Write out the listing below line for line, with every character kept the same.

-------- Given records --------

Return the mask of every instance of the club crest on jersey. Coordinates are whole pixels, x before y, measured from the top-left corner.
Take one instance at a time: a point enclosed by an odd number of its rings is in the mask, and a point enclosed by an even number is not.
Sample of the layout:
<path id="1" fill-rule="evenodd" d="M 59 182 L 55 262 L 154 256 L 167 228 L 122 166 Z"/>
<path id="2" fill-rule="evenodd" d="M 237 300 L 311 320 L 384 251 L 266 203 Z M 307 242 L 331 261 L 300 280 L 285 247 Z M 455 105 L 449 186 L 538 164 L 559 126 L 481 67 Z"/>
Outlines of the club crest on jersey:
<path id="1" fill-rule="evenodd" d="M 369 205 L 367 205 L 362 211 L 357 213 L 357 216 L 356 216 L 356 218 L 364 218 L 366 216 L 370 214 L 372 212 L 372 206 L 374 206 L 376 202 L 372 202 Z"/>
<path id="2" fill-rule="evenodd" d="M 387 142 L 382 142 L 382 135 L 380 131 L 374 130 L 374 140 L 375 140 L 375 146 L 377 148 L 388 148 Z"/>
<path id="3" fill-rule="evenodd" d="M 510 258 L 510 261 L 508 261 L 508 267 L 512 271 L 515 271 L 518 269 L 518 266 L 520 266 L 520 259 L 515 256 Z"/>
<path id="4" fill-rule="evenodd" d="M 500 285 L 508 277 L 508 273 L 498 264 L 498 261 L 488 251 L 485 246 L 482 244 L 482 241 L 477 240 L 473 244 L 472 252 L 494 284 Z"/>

--------

**Worked solution**
Return the mask of every instance of the club crest on jersey. Coordinates are whole pixels, x before y, measured from the top-left corner.
Take one instance at a time: a point enclosed by an odd number of its rings is in the mask, and a point enclosed by an even number is not.
Sample of the layout:
<path id="1" fill-rule="evenodd" d="M 59 182 L 55 262 L 154 256 L 167 228 L 122 166 Z"/>
<path id="2" fill-rule="evenodd" d="M 237 300 L 311 320 L 384 251 L 266 203 Z M 307 242 L 331 261 L 300 280 L 285 247 Z M 455 105 L 449 186 L 538 164 L 559 126 L 481 67 Z"/>
Outlines of the club crest on jersey:
<path id="1" fill-rule="evenodd" d="M 369 205 L 367 205 L 362 211 L 357 213 L 357 216 L 356 216 L 356 218 L 364 218 L 366 216 L 370 214 L 372 212 L 372 206 L 374 206 L 376 202 L 372 202 Z"/>
<path id="2" fill-rule="evenodd" d="M 387 142 L 382 142 L 382 135 L 380 131 L 374 130 L 374 140 L 375 140 L 375 146 L 377 148 L 388 148 Z"/>
<path id="3" fill-rule="evenodd" d="M 510 258 L 510 261 L 508 261 L 508 267 L 512 271 L 515 271 L 518 269 L 518 266 L 520 266 L 520 259 L 515 256 Z"/>
<path id="4" fill-rule="evenodd" d="M 500 285 L 508 277 L 508 273 L 498 264 L 498 261 L 488 251 L 485 246 L 482 244 L 482 241 L 477 240 L 473 244 L 472 252 L 494 284 Z"/>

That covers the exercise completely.